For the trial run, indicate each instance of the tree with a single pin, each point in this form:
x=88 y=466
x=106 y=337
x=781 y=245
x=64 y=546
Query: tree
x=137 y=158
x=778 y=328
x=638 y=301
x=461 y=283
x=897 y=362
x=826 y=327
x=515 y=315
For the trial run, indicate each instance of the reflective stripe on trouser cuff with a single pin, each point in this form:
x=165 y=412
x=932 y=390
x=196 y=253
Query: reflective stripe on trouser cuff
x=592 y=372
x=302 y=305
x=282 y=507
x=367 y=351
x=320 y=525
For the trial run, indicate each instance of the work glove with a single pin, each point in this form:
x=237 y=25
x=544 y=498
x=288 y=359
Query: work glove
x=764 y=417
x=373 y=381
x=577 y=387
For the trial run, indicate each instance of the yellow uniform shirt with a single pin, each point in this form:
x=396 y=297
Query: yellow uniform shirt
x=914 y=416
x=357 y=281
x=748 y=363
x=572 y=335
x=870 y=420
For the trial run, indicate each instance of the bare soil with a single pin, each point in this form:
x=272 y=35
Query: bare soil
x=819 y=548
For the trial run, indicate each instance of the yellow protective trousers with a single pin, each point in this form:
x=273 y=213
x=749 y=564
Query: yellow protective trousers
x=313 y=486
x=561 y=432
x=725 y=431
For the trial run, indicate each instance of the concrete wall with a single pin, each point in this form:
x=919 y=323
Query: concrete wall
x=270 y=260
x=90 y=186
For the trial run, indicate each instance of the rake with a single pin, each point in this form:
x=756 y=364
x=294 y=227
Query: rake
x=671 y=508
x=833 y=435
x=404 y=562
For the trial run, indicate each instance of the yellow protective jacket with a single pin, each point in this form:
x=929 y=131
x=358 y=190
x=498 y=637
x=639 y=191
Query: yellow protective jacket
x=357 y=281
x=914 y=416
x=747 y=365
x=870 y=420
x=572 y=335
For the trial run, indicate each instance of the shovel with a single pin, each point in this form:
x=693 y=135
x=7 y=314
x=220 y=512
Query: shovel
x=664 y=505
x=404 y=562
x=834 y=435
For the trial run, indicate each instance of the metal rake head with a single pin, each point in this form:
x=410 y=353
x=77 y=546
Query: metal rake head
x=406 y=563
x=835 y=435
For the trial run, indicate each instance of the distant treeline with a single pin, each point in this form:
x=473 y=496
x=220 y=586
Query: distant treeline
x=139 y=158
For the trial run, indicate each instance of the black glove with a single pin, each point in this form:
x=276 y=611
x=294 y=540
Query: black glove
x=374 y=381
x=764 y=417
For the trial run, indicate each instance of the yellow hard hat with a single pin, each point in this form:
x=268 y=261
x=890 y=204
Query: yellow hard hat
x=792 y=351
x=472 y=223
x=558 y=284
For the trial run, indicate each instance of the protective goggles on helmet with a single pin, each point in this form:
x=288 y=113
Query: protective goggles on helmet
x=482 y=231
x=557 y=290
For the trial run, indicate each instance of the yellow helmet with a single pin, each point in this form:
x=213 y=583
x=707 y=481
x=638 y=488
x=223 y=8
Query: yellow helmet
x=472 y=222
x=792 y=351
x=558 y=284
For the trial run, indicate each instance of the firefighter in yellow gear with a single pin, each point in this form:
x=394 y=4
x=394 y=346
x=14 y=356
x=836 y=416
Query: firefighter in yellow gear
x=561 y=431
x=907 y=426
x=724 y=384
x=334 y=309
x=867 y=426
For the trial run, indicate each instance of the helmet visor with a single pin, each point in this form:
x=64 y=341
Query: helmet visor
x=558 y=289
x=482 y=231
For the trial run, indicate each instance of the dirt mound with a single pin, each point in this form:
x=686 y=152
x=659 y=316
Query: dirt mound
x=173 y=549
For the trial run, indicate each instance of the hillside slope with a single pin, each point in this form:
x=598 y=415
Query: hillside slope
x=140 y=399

> _Exercise prompt_: Return all of the entries above verbatim and in their original order, with no changes.

> _Result of this exercise_:
For the trial run, indicate each instance of the tree with a single pin, each point in this form:
x=88 y=466
x=106 y=337
x=781 y=245
x=64 y=546
Query: tree
x=137 y=158
x=778 y=328
x=638 y=301
x=461 y=283
x=897 y=362
x=826 y=327
x=515 y=315
For the trial run, indicate each instance of the reflective stripe on trouser cuff with a single pin, each point in this form:
x=165 y=412
x=932 y=390
x=196 y=253
Query: reflective stripe on trouser cuff
x=592 y=372
x=302 y=305
x=282 y=507
x=367 y=351
x=320 y=525
For the trial run, indicate each instance of the work glove with a single pin, each point in this form:
x=237 y=25
x=544 y=498
x=288 y=359
Query: work glove
x=764 y=417
x=373 y=381
x=577 y=387
For the trial run, indicate each instance of the yellow uniform shirt with a single pin, each point in this form:
x=396 y=297
Query: yellow uniform shirt
x=914 y=416
x=357 y=281
x=748 y=363
x=572 y=335
x=870 y=420
For the trial run, indicate each instance of the bare soil with a single pin, each point in this form:
x=272 y=35
Query: bare soil
x=819 y=548
For the trial run, indicate each instance of the yellow protective trousers with a single pin, each point in this form:
x=273 y=213
x=749 y=564
Query: yellow protective trousers
x=313 y=486
x=561 y=432
x=725 y=431
For the trial run, indicate each instance of the concrete wall with a single pin, each point in this form:
x=919 y=323
Query: concrete wall
x=270 y=260
x=90 y=186
For the trial run, indicate each instance of the rake with a single pin, each point in this form:
x=756 y=364
x=294 y=227
Query: rake
x=671 y=508
x=833 y=435
x=404 y=562
For the trial run, indicate each instance of the yellow protective jacket with a single pin, each point in this form:
x=929 y=131
x=358 y=190
x=498 y=637
x=639 y=191
Query: yellow protective jacket
x=357 y=281
x=914 y=416
x=747 y=365
x=870 y=420
x=572 y=335
For the trial run, indicate each instance of the shovel with a single pin, each point in this form:
x=693 y=135
x=7 y=314
x=220 y=512
Query: shovel
x=664 y=505
x=404 y=562
x=834 y=435
For the trial run, indicate each instance of the metal rake head with a single pin, each point in this form:
x=410 y=353
x=77 y=546
Query: metal rake head
x=406 y=563
x=835 y=435
For the trial run, indicate each instance of the distant treeline with a single pin, each point in this form:
x=473 y=496
x=220 y=586
Query: distant treeline
x=139 y=158
For the trial run, indicate each instance of the black glove with a single pin, each point in this form:
x=276 y=611
x=294 y=540
Query: black glove
x=374 y=381
x=764 y=417
For the trial run, indicate each instance of the yellow hard hat with a single pin, each point in this form:
x=268 y=261
x=890 y=204
Query: yellow hard hat
x=792 y=351
x=472 y=223
x=558 y=284
For the trial run, indicate each instance of the protective goggles on helmet with a single pin, each point in this form:
x=288 y=113
Query: protective goggles on helmet
x=482 y=231
x=557 y=290
For the trial run, indicate each instance of the yellow helmet with a single pin, each point in this form:
x=213 y=583
x=707 y=481
x=638 y=488
x=223 y=8
Query: yellow helmet
x=472 y=222
x=792 y=351
x=558 y=284
For the trial run, indicate each instance of the firefighter in yellow gear with a single pin, each point in this form:
x=394 y=4
x=394 y=346
x=14 y=356
x=836 y=416
Query: firefighter in yellow gear
x=561 y=431
x=907 y=426
x=724 y=384
x=334 y=309
x=867 y=426
For the trial run, indicate each instance of the helmet visor with a single pin, each point in this form:
x=64 y=341
Query: helmet visor
x=558 y=289
x=482 y=231
For the trial run, indicate each instance of the dirt mound with a single pin, each point in this form:
x=686 y=152
x=659 y=316
Query: dirt mound
x=173 y=549
For the trial run, indicate each instance of the hillside slope with a single pin, each point in this form:
x=598 y=415
Query: hillside slope
x=140 y=399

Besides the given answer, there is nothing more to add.